§ **추출된 정보**
▼
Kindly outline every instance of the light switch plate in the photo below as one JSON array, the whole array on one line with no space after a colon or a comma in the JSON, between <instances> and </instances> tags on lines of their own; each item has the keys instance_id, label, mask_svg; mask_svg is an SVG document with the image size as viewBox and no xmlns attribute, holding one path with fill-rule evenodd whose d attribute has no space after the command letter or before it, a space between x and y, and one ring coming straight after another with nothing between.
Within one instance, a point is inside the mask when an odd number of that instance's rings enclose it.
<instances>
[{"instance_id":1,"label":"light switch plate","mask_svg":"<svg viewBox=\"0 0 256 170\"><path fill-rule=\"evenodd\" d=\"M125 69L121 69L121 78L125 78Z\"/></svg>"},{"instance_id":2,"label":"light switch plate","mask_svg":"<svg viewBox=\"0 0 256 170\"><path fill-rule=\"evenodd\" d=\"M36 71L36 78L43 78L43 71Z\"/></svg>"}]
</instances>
▲
▼
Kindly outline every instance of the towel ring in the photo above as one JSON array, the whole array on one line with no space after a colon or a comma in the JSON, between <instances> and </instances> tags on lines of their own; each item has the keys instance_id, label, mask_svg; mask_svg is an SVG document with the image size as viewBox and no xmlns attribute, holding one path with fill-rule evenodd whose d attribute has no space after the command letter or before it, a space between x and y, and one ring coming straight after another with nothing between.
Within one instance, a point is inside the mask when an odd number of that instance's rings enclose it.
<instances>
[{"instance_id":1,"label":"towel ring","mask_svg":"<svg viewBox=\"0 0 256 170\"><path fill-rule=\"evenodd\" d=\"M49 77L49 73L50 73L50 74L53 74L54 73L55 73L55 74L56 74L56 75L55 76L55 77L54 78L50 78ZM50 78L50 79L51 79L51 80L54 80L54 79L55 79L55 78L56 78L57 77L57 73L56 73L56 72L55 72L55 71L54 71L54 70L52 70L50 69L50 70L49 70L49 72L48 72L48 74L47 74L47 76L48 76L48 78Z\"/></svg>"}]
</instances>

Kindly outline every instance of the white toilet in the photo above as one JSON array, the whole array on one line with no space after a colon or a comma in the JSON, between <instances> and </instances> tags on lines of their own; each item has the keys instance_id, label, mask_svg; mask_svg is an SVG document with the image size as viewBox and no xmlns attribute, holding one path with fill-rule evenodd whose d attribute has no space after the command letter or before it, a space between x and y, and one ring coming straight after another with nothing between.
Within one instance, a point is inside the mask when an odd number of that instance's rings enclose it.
▲
▼
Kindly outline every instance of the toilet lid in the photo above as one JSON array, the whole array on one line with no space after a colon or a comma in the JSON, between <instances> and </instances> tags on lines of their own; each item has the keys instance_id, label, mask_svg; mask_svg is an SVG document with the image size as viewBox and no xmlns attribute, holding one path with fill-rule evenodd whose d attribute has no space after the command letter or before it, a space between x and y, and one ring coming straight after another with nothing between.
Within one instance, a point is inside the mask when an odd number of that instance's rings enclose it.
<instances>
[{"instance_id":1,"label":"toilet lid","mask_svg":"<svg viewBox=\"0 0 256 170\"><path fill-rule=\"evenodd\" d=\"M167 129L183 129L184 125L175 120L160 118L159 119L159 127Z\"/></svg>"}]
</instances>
▲
§ **작업 지시**
위 기록에서 "light"라는 단어가 들어 있는 줄만 골라 모두 옮겨 적으십시오.

§ **정답**
Kindly outline every instance of the light switch plate in the photo below as one JSON array, the whole array on one line with no space after a colon or a comma in the JSON, between <instances> and </instances> tags on lines of their own; each item has the keys instance_id, label, mask_svg; mask_svg is an SVG document with the image size as viewBox and no xmlns attribute, holding one path with fill-rule evenodd whose d attribute has no space after the command letter or before it, a space between x and y, and one ring coming straight after another with nothing between.
[{"instance_id":1,"label":"light switch plate","mask_svg":"<svg viewBox=\"0 0 256 170\"><path fill-rule=\"evenodd\" d=\"M125 69L121 69L121 78L125 78Z\"/></svg>"},{"instance_id":2,"label":"light switch plate","mask_svg":"<svg viewBox=\"0 0 256 170\"><path fill-rule=\"evenodd\" d=\"M36 71L36 78L43 78L43 71Z\"/></svg>"}]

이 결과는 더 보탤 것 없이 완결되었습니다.